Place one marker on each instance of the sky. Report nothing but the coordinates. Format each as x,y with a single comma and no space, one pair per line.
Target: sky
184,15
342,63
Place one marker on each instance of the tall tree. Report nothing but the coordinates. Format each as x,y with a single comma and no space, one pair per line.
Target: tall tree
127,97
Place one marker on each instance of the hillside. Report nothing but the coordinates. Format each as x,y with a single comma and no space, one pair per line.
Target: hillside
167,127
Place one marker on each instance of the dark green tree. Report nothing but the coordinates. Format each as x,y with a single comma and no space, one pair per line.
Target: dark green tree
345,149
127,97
==
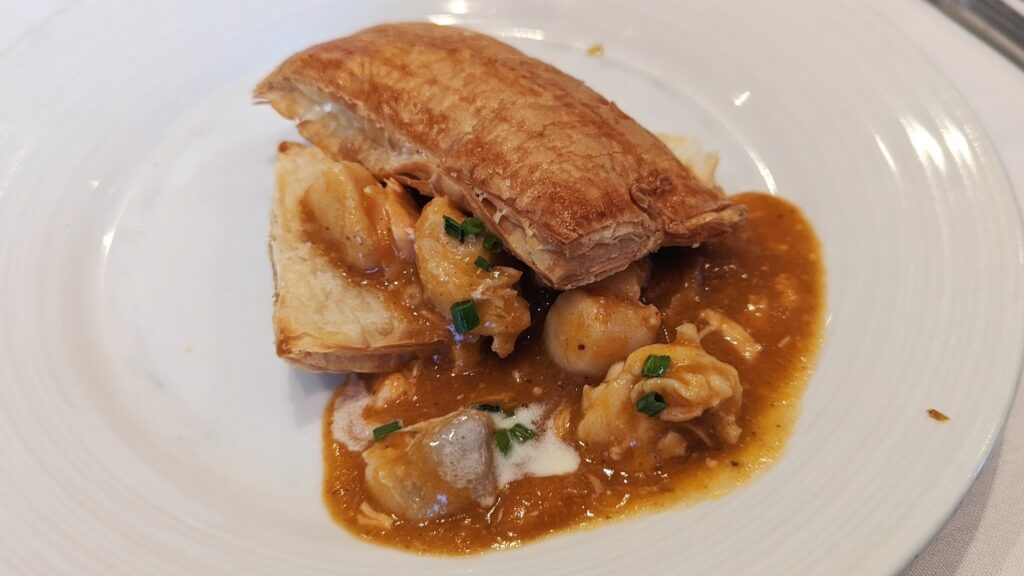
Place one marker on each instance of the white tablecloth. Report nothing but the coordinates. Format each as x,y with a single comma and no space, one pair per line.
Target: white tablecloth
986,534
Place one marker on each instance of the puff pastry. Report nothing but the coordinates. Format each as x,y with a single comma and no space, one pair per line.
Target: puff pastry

* _BRIEF_
Copy the lines exactly, beginning at the line that contains "Place one marker on each instance of the white" and ending with the line that contains "Target: puff pastry", both included.

* _ANSWER TO THE PROBLEM_
Place one marker on each instance of the white tablecloth. Report nothing but the coordinates. Format each as x,y with a single comma and no space, one pair per line.
Target: white tablecloth
986,534
Place one marker on each instance of the puff pastry. Report nothing but the coordinates. Format each as x,y with a single comma and no space, one pair per line.
Target: puff pastry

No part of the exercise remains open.